Reproduce each of the following lines word for word, keeping their order, spacing, and punctuation unchanged.

## Begin

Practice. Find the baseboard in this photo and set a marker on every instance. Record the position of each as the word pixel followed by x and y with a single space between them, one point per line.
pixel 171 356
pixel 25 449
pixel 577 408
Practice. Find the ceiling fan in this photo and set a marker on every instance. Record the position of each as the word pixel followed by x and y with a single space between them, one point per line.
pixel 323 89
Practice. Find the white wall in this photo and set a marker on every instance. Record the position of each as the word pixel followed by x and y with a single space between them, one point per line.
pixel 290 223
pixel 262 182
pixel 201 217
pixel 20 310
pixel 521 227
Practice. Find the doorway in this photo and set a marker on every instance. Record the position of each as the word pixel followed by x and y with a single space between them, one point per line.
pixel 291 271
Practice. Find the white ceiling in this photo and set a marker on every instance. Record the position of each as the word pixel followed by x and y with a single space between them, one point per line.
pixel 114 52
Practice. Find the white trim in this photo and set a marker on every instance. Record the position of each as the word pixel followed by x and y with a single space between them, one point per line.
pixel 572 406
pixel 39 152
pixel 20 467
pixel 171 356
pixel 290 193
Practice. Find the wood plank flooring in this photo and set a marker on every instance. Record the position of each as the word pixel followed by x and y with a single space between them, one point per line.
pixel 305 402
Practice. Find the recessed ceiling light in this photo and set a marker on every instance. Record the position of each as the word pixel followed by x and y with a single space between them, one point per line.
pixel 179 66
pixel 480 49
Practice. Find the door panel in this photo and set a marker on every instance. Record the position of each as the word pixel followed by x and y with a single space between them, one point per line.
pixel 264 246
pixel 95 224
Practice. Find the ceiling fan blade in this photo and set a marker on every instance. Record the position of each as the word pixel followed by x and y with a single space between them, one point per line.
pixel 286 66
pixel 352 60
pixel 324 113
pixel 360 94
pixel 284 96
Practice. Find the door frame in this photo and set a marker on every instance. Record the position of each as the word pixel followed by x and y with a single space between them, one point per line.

## End

» **Solved exercise**
Practice. Find the baseboard in this photo and set a marker on every instance. Record the position of each as the word pixel followed by x and y with a single space between them, one point per line.
pixel 171 356
pixel 25 449
pixel 577 408
Practice. Find the ceiling fan in this photo and set a marker on every instance. Record the position of each as the word pixel followed by x and y with a single space between them, one point per line.
pixel 323 89
Practice. Find the white wall in this photo and set a marker on every instance. Record the position of each as the word pixel followed by x and y with a single space between them, one point per line.
pixel 290 223
pixel 262 182
pixel 201 217
pixel 20 310
pixel 521 227
Practice. Find the doorway in this photo and set a marker on every instance. Record the position of each as the word pixel followed by x and y with a single space between them, one point per line.
pixel 291 271
Practice. Find the white ceiling in this photo and set a marker on every instance. Record the position of each as the word pixel followed by x and y with a single space between them, one point per line.
pixel 114 52
Practice. Find the white trim in this photo and set a marker on every instance. Record the position of each as the word pixel followed by x and y with a single space between them, one point per line.
pixel 572 406
pixel 39 152
pixel 20 467
pixel 171 356
pixel 290 193
Practice. Find the wood plank flooring in this photo and set a marker on every instance. Record the position of each as the word pixel followed by x and y with a single space between them, one point per line.
pixel 305 402
Practice. Find the recessed ceiling light in this photo and set a marker on every instance. Record the position of each as the word pixel followed by x and y with a single space between them, one point per line.
pixel 179 66
pixel 480 49
Practice. Find the door panel in this photo and set a marker on every instance. Record the position of each as the word pixel followed by x and y with a single space between them, one point per line.
pixel 264 246
pixel 95 224
Practice. Find the ceiling fan blade in this photo and set a marker on every instance. Record the position of each as the word pixel followed by x and y with a single space between them, one point per line.
pixel 286 66
pixel 352 60
pixel 324 113
pixel 360 94
pixel 284 96
Practice. Find the door frame in this photo and set a marker on every instance. Record the position of each as the word pixel followed by x and y with a single space between them, one point per line.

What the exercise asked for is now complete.